#### WORK TO BE COMPLETED:
Set every entry down again, unchanged, picture-free.

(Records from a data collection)
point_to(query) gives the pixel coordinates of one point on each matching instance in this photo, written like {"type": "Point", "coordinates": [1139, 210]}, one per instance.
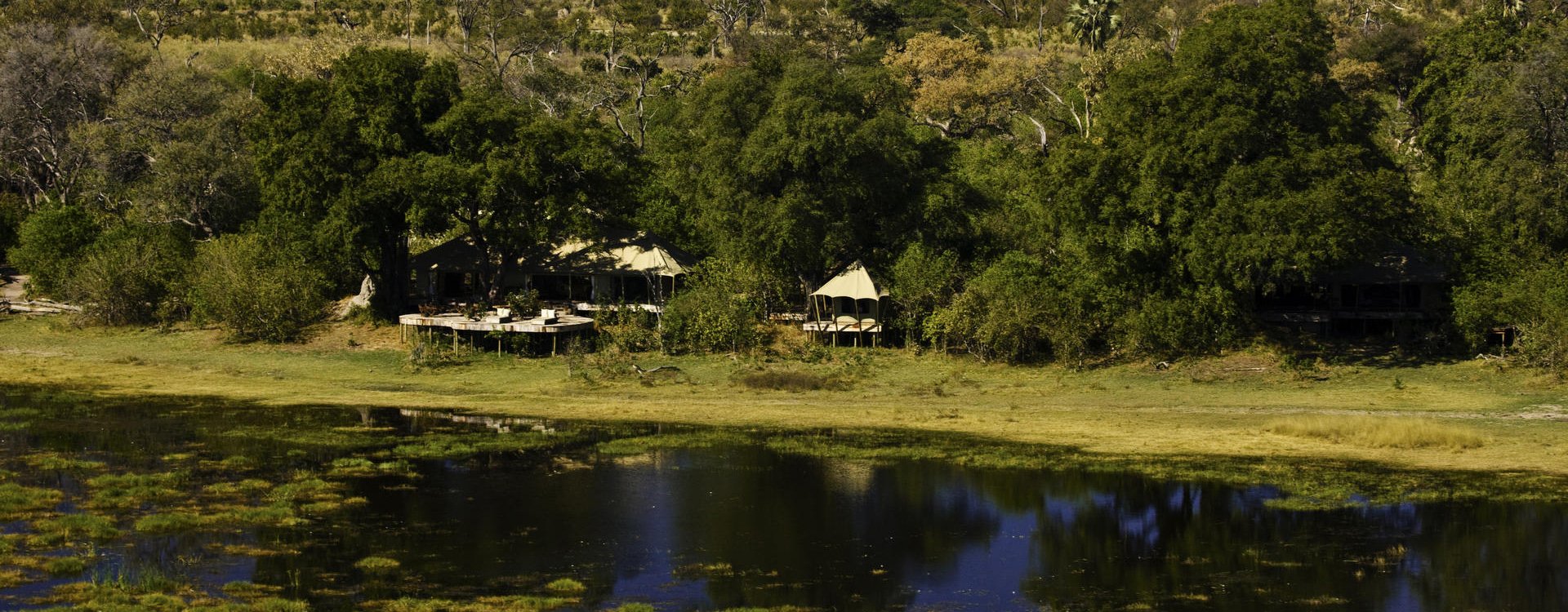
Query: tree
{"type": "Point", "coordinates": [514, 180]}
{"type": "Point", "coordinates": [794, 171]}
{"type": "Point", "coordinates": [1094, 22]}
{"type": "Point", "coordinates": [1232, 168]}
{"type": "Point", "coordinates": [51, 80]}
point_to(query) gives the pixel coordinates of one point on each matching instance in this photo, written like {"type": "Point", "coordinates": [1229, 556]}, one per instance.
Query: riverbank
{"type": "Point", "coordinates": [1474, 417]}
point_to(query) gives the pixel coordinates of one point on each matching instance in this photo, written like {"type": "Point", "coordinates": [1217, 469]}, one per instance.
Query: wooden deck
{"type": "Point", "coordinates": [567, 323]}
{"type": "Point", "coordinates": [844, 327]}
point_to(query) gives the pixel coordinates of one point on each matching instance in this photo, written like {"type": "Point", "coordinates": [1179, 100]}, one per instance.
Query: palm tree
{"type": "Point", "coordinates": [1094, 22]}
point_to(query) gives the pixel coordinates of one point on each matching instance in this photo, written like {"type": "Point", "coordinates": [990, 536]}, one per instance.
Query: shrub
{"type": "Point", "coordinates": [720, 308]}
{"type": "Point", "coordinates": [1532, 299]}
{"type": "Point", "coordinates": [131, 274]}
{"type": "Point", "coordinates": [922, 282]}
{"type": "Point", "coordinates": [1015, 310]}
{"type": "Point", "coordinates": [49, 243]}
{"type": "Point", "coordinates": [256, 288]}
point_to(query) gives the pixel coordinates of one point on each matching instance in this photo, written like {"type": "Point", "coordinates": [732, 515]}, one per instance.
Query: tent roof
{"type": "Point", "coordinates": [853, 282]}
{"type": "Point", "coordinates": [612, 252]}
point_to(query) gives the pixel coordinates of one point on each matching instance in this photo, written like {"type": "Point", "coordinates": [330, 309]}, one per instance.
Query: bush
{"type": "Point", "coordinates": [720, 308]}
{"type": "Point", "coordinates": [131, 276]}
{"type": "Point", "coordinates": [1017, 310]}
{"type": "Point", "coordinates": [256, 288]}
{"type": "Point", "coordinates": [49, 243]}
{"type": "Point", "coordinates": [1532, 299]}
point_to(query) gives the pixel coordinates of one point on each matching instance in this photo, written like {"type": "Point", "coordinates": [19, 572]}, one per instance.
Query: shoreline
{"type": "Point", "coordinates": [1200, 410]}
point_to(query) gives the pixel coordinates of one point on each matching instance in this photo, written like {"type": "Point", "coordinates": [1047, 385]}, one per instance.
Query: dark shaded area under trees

#### TASK RESPONSE:
point_to(query) gives the pixel coordinates of one point on each matching instance in this photo, written like {"type": "Point", "coordinates": [1139, 210]}, one per instance.
Query: tree
{"type": "Point", "coordinates": [514, 180]}
{"type": "Point", "coordinates": [794, 171]}
{"type": "Point", "coordinates": [1094, 22]}
{"type": "Point", "coordinates": [1232, 168]}
{"type": "Point", "coordinates": [51, 80]}
point_to(query) gives the pixel coordinates of one point on each matching instance in this photo, written like {"type": "Point", "coordinates": [1229, 556]}, one per instance.
Query: riverbank
{"type": "Point", "coordinates": [1474, 417]}
point_to(query) gives the pixel coordinates of one point on each matching instance in this photo, written like {"type": "Point", "coordinates": [1217, 469]}, one per instance.
Query: wooden deck
{"type": "Point", "coordinates": [567, 323]}
{"type": "Point", "coordinates": [844, 327]}
point_to(query) gives the pixel coordinates of one point on each matching instance in this photo, written like {"type": "Point", "coordinates": [1179, 100]}, one per instance.
Query: palm tree
{"type": "Point", "coordinates": [1094, 22]}
point_to(query) gives the pixel coordinates of one point on each matching instance in this photo, written like {"type": "Point", "coordinates": [990, 536]}, one per instance.
Query: shrub
{"type": "Point", "coordinates": [720, 308]}
{"type": "Point", "coordinates": [1532, 299]}
{"type": "Point", "coordinates": [131, 274]}
{"type": "Point", "coordinates": [922, 282]}
{"type": "Point", "coordinates": [1015, 310]}
{"type": "Point", "coordinates": [49, 243]}
{"type": "Point", "coordinates": [256, 288]}
point_to(query) gives the pixel coordinates of one point on each matching instance in this photo, written like {"type": "Point", "coordinates": [732, 515]}, one per instance.
Query: tent roof
{"type": "Point", "coordinates": [853, 282]}
{"type": "Point", "coordinates": [612, 252]}
point_to(query) gives the pixel coordinates of one point on each matching instance in this photo, written like {"type": "Point", "coordinates": [330, 309]}, one per instance.
Query: bush
{"type": "Point", "coordinates": [720, 308]}
{"type": "Point", "coordinates": [131, 276]}
{"type": "Point", "coordinates": [1017, 310]}
{"type": "Point", "coordinates": [256, 288]}
{"type": "Point", "coordinates": [49, 243]}
{"type": "Point", "coordinates": [1532, 299]}
point_to(query) gives the pixel coordinates of one point on each matching instance in this photo, written like {"type": "Point", "coordinates": [19, 572]}, one per instance.
Query: shoreline
{"type": "Point", "coordinates": [1200, 410]}
point_to(query) gives the pixel coordinates of one point on each matching instance in this photo, written like {"type": "Point", "coordinates": [1047, 385]}, one per instance.
Query: dark shaded area under trees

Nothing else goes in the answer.